Excerpt:
Fig. 2. Panel a: shape of the pyramid mask – arg(m). Panel b: modulation function – w. Panel c: pupil shape – 𝕀p.

where Im is the imaginary part, $\widehat{}$ the Fourier transform operator, and ⋆ the convolution symbol.

Now that the PyWFS has captured the interest of AO scientists, one of its major limitations needs to be handled, namely its strong non-linear behaviour which leads to a spatial frequency-dependent loss of sensitivity during on-sky operations. This loss of sensitivity can be captured in a quantity called optical gains (OG) (Korkiakoski et al. 2008; Deo et al. 2019a). Tracking the OG during on-sky operations has therefore become one of the key priorities to fully control PyWFS measurements.

Optical gains originating from non-linear behaviours have already been recognised in other WFSs, such as the quad-cells SHWFS (Véran & Herriot 2000) or the Zernike WFS (Vigan et al. 2019). The main impact of OG in closed-loop operation is to introduce an error in the wavefront reconstruction. This error becomes predominant in the case of bad seeing conditions or when pointing at extended objects. There are new robust strategies available for on-the-fly optimisation of the loop gains to mitigate the reconstruction error impacted by OGs (Deo et al. 2019b). However, these techniques do not give direct access to the actual OG values (see Sect. 4). In fact, knowledge of OG is essential for non-common path aberrations (NCPA) correction, which is emerging as a critical step in wavefront control for systems based on PyWFS (Esposito et al. 2015). Knowledge of OG is also a key issue in PSF reconstruction, where accurate analysis of loop telemetry data is paramount. The objective of this paper is to present a new strategy based on a physical description of the PyWFS to quickly and accurately compute the OGs independently from temporal loop gains.

In Sect. 2, we present the definition of the OG and ways to better understand the physical nature of OG, which are generated by residual phases on the PyWFS. In Sect. 3, we show that it is possible to use the convolutional model to accurately compute OG, provided there is some statistical information on the shape of the residual phases. Finally, in the last section of this paper, we demonstrate the superiority of our method for NCPA compensation.

2. Definition of optical gains and application to PyWFS in presence of residual phases

2.1. Interaction matrix as a linear model of the PyWFS

The WFS can be described by a matrix that fully encodes the linear behaviour of the system. This so-called interaction matrix (IM) is computed through a calibration process by recording the slopes of the linear responses of the WFS to a set of incoming phases ϕ_i. Combined, these wavefronts represent the basis of the phase space we want to control. For each mode, the slopes of the linear response δI_calib(ϕ_i) (Fig. 3) can be computed through the following operation, often referred to as “push-pull”:

$$\begin{array}{c}\hfill \delta I_{\text{calib}}({\varphi }_i)=\frac{I_{\text{calib}}(a{\varphi }_i)-I_{\text{calib}}(-a{\varphi }_i)}{2a},\end{array}$$(2)

Fig. 3. Sketch of the PyWFS response curve for a given mode ϕi. The push-pull method around a null-phase consists in computing the slope of this curve for a = 0.

Dataset content:
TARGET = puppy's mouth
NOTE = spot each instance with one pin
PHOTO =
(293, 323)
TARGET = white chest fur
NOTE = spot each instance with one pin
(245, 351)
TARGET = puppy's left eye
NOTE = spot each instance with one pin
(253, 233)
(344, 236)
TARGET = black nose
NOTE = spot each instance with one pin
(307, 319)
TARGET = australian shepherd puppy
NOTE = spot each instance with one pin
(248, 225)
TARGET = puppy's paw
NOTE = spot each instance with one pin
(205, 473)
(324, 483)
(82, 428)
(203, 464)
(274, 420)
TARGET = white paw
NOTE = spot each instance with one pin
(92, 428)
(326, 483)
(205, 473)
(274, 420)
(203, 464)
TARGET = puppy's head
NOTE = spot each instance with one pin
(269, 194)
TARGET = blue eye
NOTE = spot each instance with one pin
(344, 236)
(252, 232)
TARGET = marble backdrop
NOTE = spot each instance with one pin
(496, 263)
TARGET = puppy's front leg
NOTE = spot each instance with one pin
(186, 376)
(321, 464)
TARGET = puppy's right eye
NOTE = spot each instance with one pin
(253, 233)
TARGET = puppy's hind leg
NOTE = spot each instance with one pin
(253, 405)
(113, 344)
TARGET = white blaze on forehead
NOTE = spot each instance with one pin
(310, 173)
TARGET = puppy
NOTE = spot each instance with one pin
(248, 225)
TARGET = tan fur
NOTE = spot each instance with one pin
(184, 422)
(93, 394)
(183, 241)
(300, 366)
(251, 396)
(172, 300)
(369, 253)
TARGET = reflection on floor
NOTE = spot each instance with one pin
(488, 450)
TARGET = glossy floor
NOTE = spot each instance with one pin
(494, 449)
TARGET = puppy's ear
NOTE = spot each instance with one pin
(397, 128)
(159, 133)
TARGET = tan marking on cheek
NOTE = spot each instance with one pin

Job 1: Retype the stretch of the optical gains excerpt from "In Sect. 2, we" through "for NCPA compensation.".
Job 2: For each statement, answer yes or no on whether it agrees with the optical gains excerpt, and quote the words that decide it. (a) Optical gains have also been recognized in the Zernike WFS. (b) The strategies for on-the-fly optimization of the loop gains give direct access to the actual OG values. (c) The interaction matrix is computed through a calibration process.
The lines aren't needed for this.

Reply 1:
In Sect. 2, we present the definition of the OG and ways to better understand the physical nature of OG, which are generated by residual phases on the PyWFS. In Sect. 3, we show that it is possible to use the convolutional model to accurately compute OG, provided there is some statistical information on the shape of the residual phases. Finally, in the last section of this paper, we demonstrate the superiority of our method for NCPA compensation.

Reply 2:
(a) Yes: "Optical gains originating from non-linear behaviours have already been recognised in other WFSs, such as the quad-cells SHWFS (Véran & Herriot 2000) or the Zernike WFS (Vigan et al. 2019)."
(b) No: "However, these techniques do not give direct access to the actual OG values (see Sect. 4)."
(c) Yes: "This so-called interaction matrix (IM) is computed through a calibration process"